The problem >> Could you repeat each of the following rows word for word, with nothing changed?

Supplied records >>
---*---

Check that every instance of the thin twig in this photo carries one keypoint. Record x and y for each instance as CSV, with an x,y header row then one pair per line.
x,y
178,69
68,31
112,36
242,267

---*---

Solution for this task >>
Check that every instance of the thin twig in this photo carries one keypoint. Record x and y for each instance as CSV, with an x,y header row then one pair per line.
x,y
178,69
68,31
112,36
242,267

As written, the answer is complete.